- [Natural-language object grounding data]
::::

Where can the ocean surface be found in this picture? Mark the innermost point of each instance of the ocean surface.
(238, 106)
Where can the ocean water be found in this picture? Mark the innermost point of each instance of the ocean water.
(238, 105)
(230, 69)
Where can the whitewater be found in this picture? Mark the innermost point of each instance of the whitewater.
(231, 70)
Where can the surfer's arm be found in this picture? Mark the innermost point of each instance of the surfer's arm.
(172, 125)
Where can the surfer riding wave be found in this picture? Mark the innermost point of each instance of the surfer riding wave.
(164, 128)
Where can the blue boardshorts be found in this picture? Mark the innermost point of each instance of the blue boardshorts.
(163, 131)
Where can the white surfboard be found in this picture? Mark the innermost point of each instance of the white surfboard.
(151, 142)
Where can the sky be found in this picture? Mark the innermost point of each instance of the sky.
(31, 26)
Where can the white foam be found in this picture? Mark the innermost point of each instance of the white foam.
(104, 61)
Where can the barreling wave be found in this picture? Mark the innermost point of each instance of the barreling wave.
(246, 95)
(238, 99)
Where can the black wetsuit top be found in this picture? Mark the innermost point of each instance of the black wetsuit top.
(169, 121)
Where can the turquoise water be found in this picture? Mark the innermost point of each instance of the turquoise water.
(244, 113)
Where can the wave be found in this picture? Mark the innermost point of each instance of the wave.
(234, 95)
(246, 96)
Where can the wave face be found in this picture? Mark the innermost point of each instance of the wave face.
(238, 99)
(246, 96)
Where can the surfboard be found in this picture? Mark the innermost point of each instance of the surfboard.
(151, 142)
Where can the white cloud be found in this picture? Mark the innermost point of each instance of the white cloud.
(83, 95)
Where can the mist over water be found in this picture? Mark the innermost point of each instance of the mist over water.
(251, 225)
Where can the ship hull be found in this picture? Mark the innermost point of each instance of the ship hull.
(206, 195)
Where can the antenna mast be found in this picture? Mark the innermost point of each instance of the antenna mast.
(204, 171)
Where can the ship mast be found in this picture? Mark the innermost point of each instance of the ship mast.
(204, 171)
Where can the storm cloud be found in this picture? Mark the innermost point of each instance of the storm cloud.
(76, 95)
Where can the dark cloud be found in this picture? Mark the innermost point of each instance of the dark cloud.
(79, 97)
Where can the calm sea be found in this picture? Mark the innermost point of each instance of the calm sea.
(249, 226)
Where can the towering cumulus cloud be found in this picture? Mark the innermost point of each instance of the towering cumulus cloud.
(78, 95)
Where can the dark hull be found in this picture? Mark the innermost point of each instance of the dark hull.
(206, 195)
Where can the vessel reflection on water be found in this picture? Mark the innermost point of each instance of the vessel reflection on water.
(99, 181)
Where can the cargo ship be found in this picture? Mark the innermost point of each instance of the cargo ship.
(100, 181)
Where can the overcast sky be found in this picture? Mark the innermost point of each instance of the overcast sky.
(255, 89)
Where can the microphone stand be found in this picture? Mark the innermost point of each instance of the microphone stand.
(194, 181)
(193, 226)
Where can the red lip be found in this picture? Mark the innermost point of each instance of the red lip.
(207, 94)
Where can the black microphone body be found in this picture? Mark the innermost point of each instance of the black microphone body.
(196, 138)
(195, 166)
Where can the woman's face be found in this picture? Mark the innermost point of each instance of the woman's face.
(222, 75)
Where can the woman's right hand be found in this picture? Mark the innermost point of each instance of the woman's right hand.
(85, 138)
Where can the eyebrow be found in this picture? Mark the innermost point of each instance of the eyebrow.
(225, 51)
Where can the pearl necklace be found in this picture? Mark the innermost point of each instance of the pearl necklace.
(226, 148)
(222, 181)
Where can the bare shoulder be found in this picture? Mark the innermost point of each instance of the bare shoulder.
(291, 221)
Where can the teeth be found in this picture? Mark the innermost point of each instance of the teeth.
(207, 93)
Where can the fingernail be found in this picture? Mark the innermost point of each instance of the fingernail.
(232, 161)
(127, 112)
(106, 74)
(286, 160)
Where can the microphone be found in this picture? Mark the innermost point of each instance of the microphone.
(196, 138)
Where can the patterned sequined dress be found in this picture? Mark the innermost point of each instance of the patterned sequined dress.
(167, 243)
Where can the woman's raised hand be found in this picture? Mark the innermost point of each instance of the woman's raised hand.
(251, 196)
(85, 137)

::::

- [Work required]
Print the records above in full, exactly.

- [Solution to the exercise]
Where can the ocean surface be found in this picture? Mark the innermost point of each instance of the ocean surface.
(238, 106)
Where can the ocean water be found in this picture? Mark the innermost point of each instance of the ocean water.
(238, 105)
(230, 69)
Where can the whitewater be found in this picture? Mark the innermost point of each instance of the whitewater.
(231, 70)
Where can the surfer's arm be found in this picture? Mark the innermost point of each instance of the surfer's arm.
(172, 125)
Where can the surfer riding wave be found in this picture? Mark the innermost point of each instance of the surfer riding wave.
(164, 128)
Where can the blue boardshorts be found in this picture? Mark the innermost point of each instance of the blue boardshorts.
(163, 131)
Where can the white surfboard be found in this picture? Mark the innermost point of each instance of the white surfboard.
(151, 142)
Where can the sky be found in this picture? Mark the innermost point of each instance of the sky.
(31, 26)
Where can the white foam be found in this picture? Mark the innermost point of each instance of the white foam.
(104, 61)
Where can the barreling wave be found in this picture? Mark the innermost point of each instance of the barreling wave.
(246, 95)
(238, 99)
Where can the black wetsuit top be found in this picture? Mark the innermost point of each instance of the black wetsuit top.
(169, 121)
Where can the turquoise water be found in this picture? Mark the innermost point of each instance of the turquoise water.
(244, 113)
Where can the wave be found in this picture? Mark the innermost point of each instance of the wave.
(234, 95)
(246, 96)
Where can the wave face be found in this picture? Mark the innermost point of each instance of the wave face.
(238, 99)
(246, 96)
Where can the surfboard be found in this picture? Mark the innermost point of each instance of the surfboard.
(151, 142)
Where can the white cloud be found in this picture? Mark the innermost point of each instance of the white cloud.
(83, 95)
Where can the mist over water be found in this picture? Mark the innermost point of each instance of the mist over water.
(251, 225)
Where can the ship hull be found in this picture? Mark the innermost point of each instance of the ship hull.
(206, 195)
Where can the antenna mast be found in this picture? Mark the innermost point of each instance of the antenna mast.
(204, 171)
Where can the ship mast be found in this picture? Mark the innermost point of each instance of the ship mast.
(204, 171)
Where can the storm cloud be found in this picture? Mark the innermost point of each instance of the storm cloud.
(76, 95)
Where can the dark cloud be found in this picture? Mark the innermost point of each instance of the dark cloud.
(79, 97)
Where can the calm sea be found in this picture? Mark the innermost point of each instance of the calm sea.
(249, 226)
Where can the towering cumulus cloud be found in this picture? Mark the innermost point of each instance of the towering cumulus cloud.
(78, 95)
Where can the dark hull be found in this picture? Mark the innermost point of each instance of the dark hull.
(206, 195)
Where can the vessel reflection on water be found in this picture? Mark the innermost point of each instance of the vessel reflection on water.
(99, 181)
Where can the cargo ship be found in this picture? Mark the innermost point of each instance of the cargo ship.
(100, 181)
Where can the overcast sky be found in this picture? Mark the innermost point of each instance of the overcast sky.
(255, 89)
Where can the microphone stand be found in this picture? Mark the innermost point of each instance of the microphone stand.
(194, 181)
(193, 226)
Where can the red lip be found in this picture? Mark the innermost point of each instance of the red lip.
(207, 94)
Where can the black microphone body be found in this picture? Mark the innermost point of each instance of the black microphone body.
(196, 138)
(195, 166)
Where can the woman's face be found in this picture? Mark the innermost point of each instance of the woman's face.
(222, 75)
Where can the woman's right hand be found in this picture? Mark the innermost point of each instance of the woman's right hand.
(85, 138)
Where can the eyebrow be found in this picture? Mark the innermost point of each instance of the eyebrow.
(225, 51)
Where can the pearl necklace be found in this picture? Mark the innermost point of each instance of the pearl necklace.
(226, 148)
(222, 181)
Where can the bare shoulder be found in this picture? Mark the innermost point of each instance of the bare shoulder.
(291, 221)
Where can the teeth be found in this picture? Mark the innermost point of each instance of the teeth.
(207, 93)
Where can the fingernail be found in this picture? Mark the innermost point of each instance of the fingernail.
(232, 161)
(127, 112)
(106, 74)
(286, 160)
Where can the microphone be found in this picture? Mark the innermost point of each instance of the microphone.
(196, 138)
Where can the patterned sequined dress be found in this picture? Mark the innermost point of each instance of the patterned sequined dress.
(167, 243)
Where can the woman's raised hand be found in this picture? Mark the innermost point of each instance of the woman's raised hand.
(251, 196)
(85, 137)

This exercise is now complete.